Tareas del ejercicio.
(1) Según el texto sobre el contador y el economista, ¿qué suba general de precios se había predicho para el mes y cuál resultó finalmente?
(2) Indique si cada afirmación concuerda con el texto sobre el contador y el economista y cite las palabras del texto que lo deciden: (a) El contador trabaja con cifras del pasado. (b) El PIB existe como bien en algún mercado. (c) El indicador de precios minoristas se mide con ponderaciones fijas.
(3) Prosiga el texto sobre el contador y el economista a partir de su última oración.

Texto proporcionado.
EL BAúL DE MANUEL
› Por Manuel Fernández López
El contador tiene sobre el economista una ventaja definitiva. Aquél maneja cifras del pasado, y por lo tanto exactas. La carrera de contador bien podría figurar entre las Ciencias Exactas. El segundo, en cambio, maneja cifras futuras, y por tanto estimadas e inciertas, de posible cumplimiento pero sin ninguna seguridad. Y el pasado no es base segura para predecir el futuro. ¿De qué sirve conocer la magnitud del PIB o del IPC en 2004? Puede servir para la historia económica, pero nada asegura que las magnitudes se repitan o que cambien en una cifra determinable de antemano. El pasado no reaparece en el presente. Existió un Churchill, es cierto, pero no lo volveremos a ver paseándose con su cigarro habano y su bastón. Y menos mal, pues también estaríamos sujetos a la reaparición de otros personajes nefastos de su tiempo. ¿Quién predijo el acto terrorista de Londres, esta misma semana? Y sin embargo, con él cayeron por tierra todas las predicciones sobre cotizaciones bursátiles, tasas de interés y comercio internacional. Como la incertidumbre provoca angustia, un modo de salir de ella es recurrir a lo sobrenatural, creer en los gurúes y en la capacidad de mostrar el futuro de las bolas de cristal. Pero esta semana esas bolas crujieron, después de predecir 0,5 por ciento de suba general de precios en el mes, y resultar 0,9. Un objeto rígido como una bola de cristal no resiste una expansión de 0,9 / 0,5 - 1 = 80 por ciento. Naturalmente, estalla. ¿Qué fiabilidad, entonces, debemos depositar en los pronósticos del PIB o del nivel de precios que publican los organismos encargados de ello? Poca o ninguna. Mientras dichos organismos aseguran que hay gran variabilidad de las magnitudes económicas –y entre ellas está el gasto de las familias– se mide el indicador de precios minoristas empleando ponderaciones absolutamente fijas, que resultan de medir alguna vez en el pasado, incluso antes de la crisis, la proporción en que gastan las familias sus ingresos: se pronostica una cifra para este país con datos censales de otro país que ya no es más. Por otra parte, el ente PIB no existe en ningún mercado: tal magnitud se construye agregando toda la producción nueva de un período, es decir, cemento, tomates, educación, etc. Para sumar bienes heterogéneos, debe multiplicarse cada uno por su precio. ¿Y cómo confiar en este método si no podemos confiar en como se miden los precios?

Entradas extraídas de una colección:

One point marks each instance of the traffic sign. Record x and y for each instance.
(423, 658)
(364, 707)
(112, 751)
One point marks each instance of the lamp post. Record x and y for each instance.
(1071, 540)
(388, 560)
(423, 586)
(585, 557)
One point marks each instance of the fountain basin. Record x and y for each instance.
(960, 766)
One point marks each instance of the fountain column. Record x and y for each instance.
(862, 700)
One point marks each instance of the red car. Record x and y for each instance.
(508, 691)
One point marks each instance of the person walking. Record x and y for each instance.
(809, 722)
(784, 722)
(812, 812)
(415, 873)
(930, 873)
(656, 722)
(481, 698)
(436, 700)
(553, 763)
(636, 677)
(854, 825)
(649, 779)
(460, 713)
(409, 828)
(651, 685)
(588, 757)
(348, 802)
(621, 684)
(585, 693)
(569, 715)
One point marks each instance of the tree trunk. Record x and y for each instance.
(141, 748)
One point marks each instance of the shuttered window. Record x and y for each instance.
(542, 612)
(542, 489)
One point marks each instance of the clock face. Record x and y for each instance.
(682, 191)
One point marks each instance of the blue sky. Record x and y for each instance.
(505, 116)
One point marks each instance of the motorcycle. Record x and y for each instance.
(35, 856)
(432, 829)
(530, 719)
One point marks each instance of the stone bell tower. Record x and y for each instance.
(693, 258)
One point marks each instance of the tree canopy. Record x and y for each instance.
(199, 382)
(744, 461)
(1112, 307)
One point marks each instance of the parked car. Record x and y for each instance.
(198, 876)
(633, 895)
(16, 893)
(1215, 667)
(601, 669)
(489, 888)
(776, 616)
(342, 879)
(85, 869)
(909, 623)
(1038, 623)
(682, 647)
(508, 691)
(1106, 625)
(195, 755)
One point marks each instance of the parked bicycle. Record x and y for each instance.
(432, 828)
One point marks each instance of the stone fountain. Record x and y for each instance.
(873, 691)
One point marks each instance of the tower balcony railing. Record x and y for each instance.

...

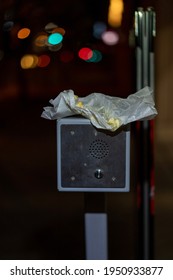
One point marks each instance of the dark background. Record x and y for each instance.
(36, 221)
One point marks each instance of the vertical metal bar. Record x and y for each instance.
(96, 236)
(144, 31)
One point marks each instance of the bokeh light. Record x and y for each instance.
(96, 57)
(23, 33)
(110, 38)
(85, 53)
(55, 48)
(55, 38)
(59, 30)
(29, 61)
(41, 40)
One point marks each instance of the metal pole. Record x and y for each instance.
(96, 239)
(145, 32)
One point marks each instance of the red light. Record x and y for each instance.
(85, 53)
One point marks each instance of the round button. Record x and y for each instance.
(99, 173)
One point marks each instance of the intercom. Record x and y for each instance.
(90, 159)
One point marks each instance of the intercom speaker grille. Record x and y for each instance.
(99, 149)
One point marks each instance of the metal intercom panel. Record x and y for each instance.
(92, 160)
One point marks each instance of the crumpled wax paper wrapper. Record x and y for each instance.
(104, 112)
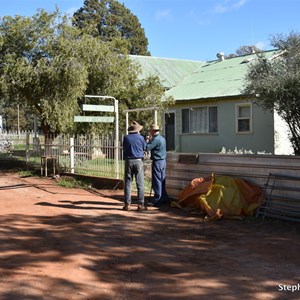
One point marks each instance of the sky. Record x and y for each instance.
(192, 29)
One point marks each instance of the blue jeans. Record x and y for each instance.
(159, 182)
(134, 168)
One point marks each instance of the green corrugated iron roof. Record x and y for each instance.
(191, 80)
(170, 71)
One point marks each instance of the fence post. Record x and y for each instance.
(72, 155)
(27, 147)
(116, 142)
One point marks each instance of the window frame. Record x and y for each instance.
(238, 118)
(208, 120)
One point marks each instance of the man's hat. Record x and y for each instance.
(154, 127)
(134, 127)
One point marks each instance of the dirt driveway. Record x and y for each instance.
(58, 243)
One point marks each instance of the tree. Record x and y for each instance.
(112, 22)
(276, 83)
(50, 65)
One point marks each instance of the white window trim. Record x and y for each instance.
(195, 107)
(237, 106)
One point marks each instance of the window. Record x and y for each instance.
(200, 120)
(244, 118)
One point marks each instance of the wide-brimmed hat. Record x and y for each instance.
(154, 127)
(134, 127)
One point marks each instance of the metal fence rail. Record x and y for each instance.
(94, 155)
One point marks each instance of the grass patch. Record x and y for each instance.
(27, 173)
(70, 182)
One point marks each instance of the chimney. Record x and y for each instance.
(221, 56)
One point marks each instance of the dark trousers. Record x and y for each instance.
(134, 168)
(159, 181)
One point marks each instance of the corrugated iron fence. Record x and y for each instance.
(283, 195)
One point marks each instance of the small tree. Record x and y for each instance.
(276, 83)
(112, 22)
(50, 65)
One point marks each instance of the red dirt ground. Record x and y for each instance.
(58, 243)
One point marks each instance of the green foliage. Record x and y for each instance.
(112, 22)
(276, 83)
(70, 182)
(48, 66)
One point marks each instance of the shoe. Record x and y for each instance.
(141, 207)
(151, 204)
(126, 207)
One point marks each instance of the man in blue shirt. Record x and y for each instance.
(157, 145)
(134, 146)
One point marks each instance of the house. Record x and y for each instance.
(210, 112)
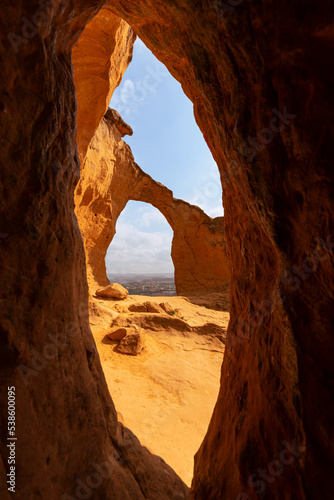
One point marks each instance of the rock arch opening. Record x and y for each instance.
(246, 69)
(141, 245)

* * *

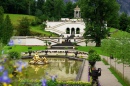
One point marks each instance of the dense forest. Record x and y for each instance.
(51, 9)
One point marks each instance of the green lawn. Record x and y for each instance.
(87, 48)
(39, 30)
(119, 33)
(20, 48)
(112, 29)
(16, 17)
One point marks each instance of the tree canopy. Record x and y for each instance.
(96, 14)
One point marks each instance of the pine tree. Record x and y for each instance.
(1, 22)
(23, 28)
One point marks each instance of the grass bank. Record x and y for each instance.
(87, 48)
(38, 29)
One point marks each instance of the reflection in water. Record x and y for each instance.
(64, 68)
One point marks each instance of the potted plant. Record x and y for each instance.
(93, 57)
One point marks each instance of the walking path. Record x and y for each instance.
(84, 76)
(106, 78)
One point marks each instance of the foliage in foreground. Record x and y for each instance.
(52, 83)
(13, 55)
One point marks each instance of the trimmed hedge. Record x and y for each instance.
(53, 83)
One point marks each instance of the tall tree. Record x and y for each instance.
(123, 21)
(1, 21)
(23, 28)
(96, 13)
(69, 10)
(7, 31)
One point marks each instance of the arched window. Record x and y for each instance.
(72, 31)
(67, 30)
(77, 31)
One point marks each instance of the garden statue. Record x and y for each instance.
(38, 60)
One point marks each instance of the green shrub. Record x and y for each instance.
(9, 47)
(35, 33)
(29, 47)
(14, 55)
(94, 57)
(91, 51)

Respuestas del ejercicio.
(1) Se predijo una suba de 0,5 por ciento y resultó de 0,9.

(2)
(a) Sí: «Aquél maneja cifras del pasado, y por lo tanto exactas».
(b) No: «el ente PIB no existe en ningún mercado».
(c) Sí: «se mide el indicador de precios minoristas empleando ponderaciones absolutamente fijas».

(3)
Por razones obvias, ha reaparecido el tema de la dependencia, entendida como la sujeción de un país a otros. ¿De dónde viene el concepto, que parece acompañar a la economía desde tiempo considerable? Usó la expresión dependencia el célebre economista alemán Philipp von Hornigk de fines del siglo XVII, al servicio del gobierno austríaco, autor de una obra titulada como el himno alemán: Austria por sobre todas, con sólo proponérselo (1684). Allí dice: “La fuerza y señorío de un país radican en su abundancia de oro, plata y otras especies necesarias o convenientes para su subsistencia, provenientes dentro de lo posible de sus propios recursos, sin incurrir en dependencia de otros países”. Las Lecciones de Comercio (1765), de Antonio Genovesi, texto con el cual estudió economía Belgrano, también usó el concepto: “La primera máxima de economía civil que tienen todos los soberanos es, que la nación a la que presiden dependa lo menos que se pueda de las otras, en todo lo que pertenece a la vida natural y civil, y que deba lo menos posible a las mismas”. Belgrano no podía pasar por alto el tema, precisamente en 1810, y en su obra Comercio escribió: “La riqueza real de un Estado es el más grande grado de independencia en que está de los otros para sus necesidades”. El Congreso de Tucumán, del 9 de julio de 1816, proclamó la independencia respecto “de los reyes de España y de su metrópoli”. Sin embargo, desde las invasiones inglesas en 1806 y la introducción de manufacturas británicas a partir de 1809, era claro de dónde podía provenir una nueva dependencia política y económica. Ya en 1815, apenas un año antes, Alvear había ofrecido como colonia el Río de la Plata a Inglaterra. Por todo lo cual, apenas diez días después, el diputado Medrano requirió una sesión secreta para añadir a la cláusula anterior “... y de toda otra dominación extranjera”. Se aceptó el agregado, con molestia de algunos. Sin embargo, lo escrito en el papel no tardó en cambiarse en los hechos, a partir del escandaloso empréstito tomado con la casa Baring de Londres. Lejos de disminuir, la dependencia continuó, al convertirse Londres en centro financiero mundial y colocarse en esa plaza los empréstitos argentinos emitidos para tender ferrocarriles, construir obras de salubridad, etc. Y siguió en el siglo XX en su primera mitad, cuando hablar de “industrializar el país” era poco menos que una blasfemia.